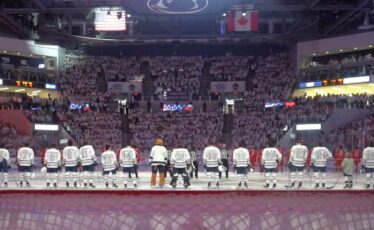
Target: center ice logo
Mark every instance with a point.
(177, 6)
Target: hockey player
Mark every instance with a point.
(241, 164)
(224, 159)
(281, 162)
(348, 168)
(25, 162)
(368, 164)
(179, 159)
(356, 155)
(211, 160)
(128, 161)
(4, 164)
(139, 158)
(52, 161)
(297, 161)
(195, 164)
(109, 163)
(269, 160)
(253, 156)
(339, 156)
(319, 158)
(70, 159)
(157, 159)
(88, 162)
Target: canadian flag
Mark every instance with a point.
(243, 21)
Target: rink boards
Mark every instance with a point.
(194, 208)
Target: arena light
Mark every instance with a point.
(63, 141)
(304, 127)
(114, 21)
(352, 80)
(50, 86)
(312, 84)
(46, 127)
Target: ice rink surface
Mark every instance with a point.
(193, 208)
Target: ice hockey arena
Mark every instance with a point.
(186, 114)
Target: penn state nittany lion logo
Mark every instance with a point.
(177, 6)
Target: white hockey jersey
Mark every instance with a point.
(319, 156)
(211, 156)
(127, 157)
(298, 155)
(108, 160)
(158, 156)
(194, 155)
(25, 156)
(70, 156)
(87, 155)
(270, 157)
(52, 158)
(4, 155)
(368, 157)
(180, 157)
(240, 157)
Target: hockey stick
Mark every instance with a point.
(336, 182)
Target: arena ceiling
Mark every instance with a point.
(70, 22)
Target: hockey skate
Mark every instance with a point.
(346, 185)
(239, 185)
(351, 184)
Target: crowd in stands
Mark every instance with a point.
(190, 129)
(176, 74)
(10, 139)
(353, 135)
(95, 127)
(344, 59)
(272, 79)
(120, 69)
(230, 67)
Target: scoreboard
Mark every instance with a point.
(27, 84)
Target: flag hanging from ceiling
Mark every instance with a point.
(243, 21)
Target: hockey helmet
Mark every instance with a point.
(221, 168)
(159, 141)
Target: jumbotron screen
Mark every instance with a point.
(110, 20)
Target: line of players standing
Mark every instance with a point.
(73, 160)
(183, 163)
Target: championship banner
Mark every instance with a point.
(227, 86)
(177, 7)
(125, 87)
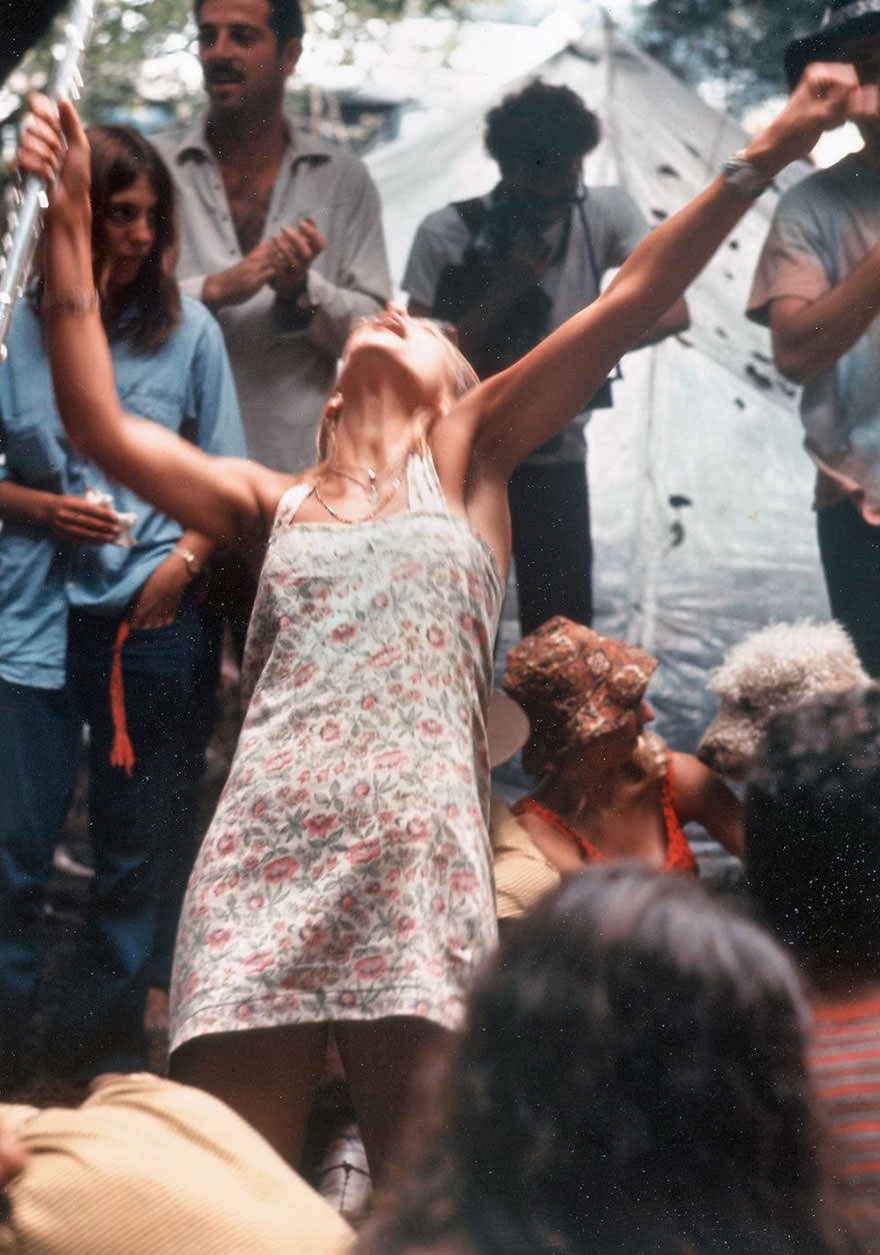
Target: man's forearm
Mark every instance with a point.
(676, 320)
(810, 336)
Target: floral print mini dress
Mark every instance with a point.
(347, 872)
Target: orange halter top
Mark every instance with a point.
(679, 855)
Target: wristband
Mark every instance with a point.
(741, 173)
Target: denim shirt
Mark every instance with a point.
(186, 385)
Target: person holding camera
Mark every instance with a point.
(507, 269)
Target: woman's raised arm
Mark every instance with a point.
(520, 408)
(230, 500)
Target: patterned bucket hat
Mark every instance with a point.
(570, 679)
(842, 20)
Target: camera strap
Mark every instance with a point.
(594, 265)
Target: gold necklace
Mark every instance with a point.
(372, 487)
(342, 518)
========================================
> **Your objective**
Render all the rows above as a Markdown table with a No. column for the line number and a Line column for the line itself, skipping blank lines. Leave the pictures out.

> **Correct output**
| No. | Line |
|---|---|
| 1 | Target: center ice logo |
| 2 | Mark every instance with a point. |
| 3 | (177, 6) |
| 4 | Target: hockey player |
| 5 | Mark every instance with a point. |
| 6 | (241, 164) |
| 7 | (224, 159) |
| 8 | (281, 162) |
| 9 | (348, 168) |
| 10 | (25, 162) |
| 11 | (368, 164) |
| 12 | (179, 159) |
| 13 | (356, 155) |
| 14 | (211, 160) |
| 15 | (128, 161) |
| 16 | (4, 164) |
| 17 | (139, 158) |
| 18 | (52, 161) |
| 19 | (297, 161) |
| 20 | (195, 164) |
| 21 | (109, 163) |
| 22 | (269, 160) |
| 23 | (253, 156) |
| 24 | (339, 156) |
| 25 | (319, 158) |
| 26 | (70, 159) |
| 27 | (157, 159) |
| 28 | (88, 162) |
| 29 | Target: canadian flag |
| 30 | Mark every instance with a point. |
| 31 | (243, 21) |
| 32 | Target: rink boards |
| 33 | Mark every instance with a point. |
| 34 | (194, 208) |
| 35 | Target: arena light |
| 36 | Mark every instance with a point. |
| 37 | (63, 141) |
| 38 | (304, 127) |
| 39 | (114, 21) |
| 40 | (352, 80) |
| 41 | (50, 86) |
| 42 | (312, 84) |
| 43 | (46, 127) |
| 44 | Target: ice rink surface |
| 45 | Mark every instance with a point. |
| 46 | (193, 208) |
| 47 | Target: ice hockey arena |
| 48 | Mark every instance with a point. |
| 49 | (186, 114) |
| 50 | Target: penn state nittany lion logo |
| 51 | Mark every instance with a point. |
| 52 | (177, 6) |
| 53 | Target: white hockey jersey |
| 54 | Mark every instance with a point. |
| 55 | (319, 156) |
| 56 | (211, 156) |
| 57 | (127, 157) |
| 58 | (298, 155) |
| 59 | (108, 160) |
| 60 | (158, 156) |
| 61 | (194, 155) |
| 62 | (25, 156) |
| 63 | (70, 156) |
| 64 | (87, 155) |
| 65 | (270, 157) |
| 66 | (52, 158) |
| 67 | (4, 155) |
| 68 | (368, 157) |
| 69 | (180, 157) |
| 70 | (240, 157) |
| 71 | Target: hockey stick |
| 72 | Mark every instance with a point. |
| 73 | (336, 182) |
| 74 | Target: arena ceiling |
| 75 | Mark every instance with a point. |
| 76 | (70, 22) |
| 77 | Target: hockey skate |
| 78 | Mark every instance with a point. |
| 79 | (346, 185) |
| 80 | (239, 185) |
| 81 | (351, 184) |
| 82 | Target: crowd in stands |
| 83 | Mark every instance with a point. |
| 84 | (190, 129) |
| 85 | (176, 74) |
| 86 | (10, 139) |
| 87 | (353, 135) |
| 88 | (95, 127) |
| 89 | (344, 59) |
| 90 | (272, 79) |
| 91 | (120, 69) |
| 92 | (230, 67) |
| 93 | Target: scoreboard |
| 94 | Mark every instance with a point. |
| 95 | (27, 84) |
| 96 | Target: flag hanging from ceiling |
| 97 | Mark every instance with a point. |
| 98 | (243, 21) |
| 99 | Target: hockey helmet |
| 100 | Mark every instance with a point. |
| 101 | (221, 168) |
| 102 | (159, 141) |
| 103 | Target: jumbotron screen |
| 104 | Mark every instance with a point. |
| 105 | (110, 20) |
| 106 | Target: line of players standing |
| 107 | Mark every instance with a point. |
| 108 | (73, 160) |
| 109 | (183, 163) |
| 110 | Target: championship banner |
| 111 | Mark every instance with a point. |
| 112 | (227, 86) |
| 113 | (177, 7) |
| 114 | (125, 87) |
| 115 | Target: man's forearm |
| 116 | Mark every instance with a point. |
| 117 | (676, 320) |
| 118 | (810, 336) |
| 119 | Target: floral print mini dress |
| 120 | Mark every instance with a point. |
| 121 | (347, 872) |
| 122 | Target: orange halter top |
| 123 | Mark every instance with a point. |
| 124 | (679, 855) |
| 125 | Target: wristband |
| 126 | Mark every instance with a point. |
| 127 | (741, 173) |
| 128 | Target: denim shirt |
| 129 | Mark every instance with a point. |
| 130 | (186, 385) |
| 131 | Target: person holding camera |
| 132 | Mark every instance with a point. |
| 133 | (507, 269) |
| 134 | Target: woman's raised arm |
| 135 | Mark every instance with a point. |
| 136 | (520, 408) |
| 137 | (230, 500) |
| 138 | Target: patterned bucket hat |
| 139 | Mark every instance with a point. |
| 140 | (570, 679) |
| 141 | (842, 20) |
| 142 | Target: camera strap |
| 143 | Mark every instance with a point. |
| 144 | (594, 265) |
| 145 | Target: gold necklace |
| 146 | Mark every instance with a point. |
| 147 | (372, 487) |
| 148 | (342, 518) |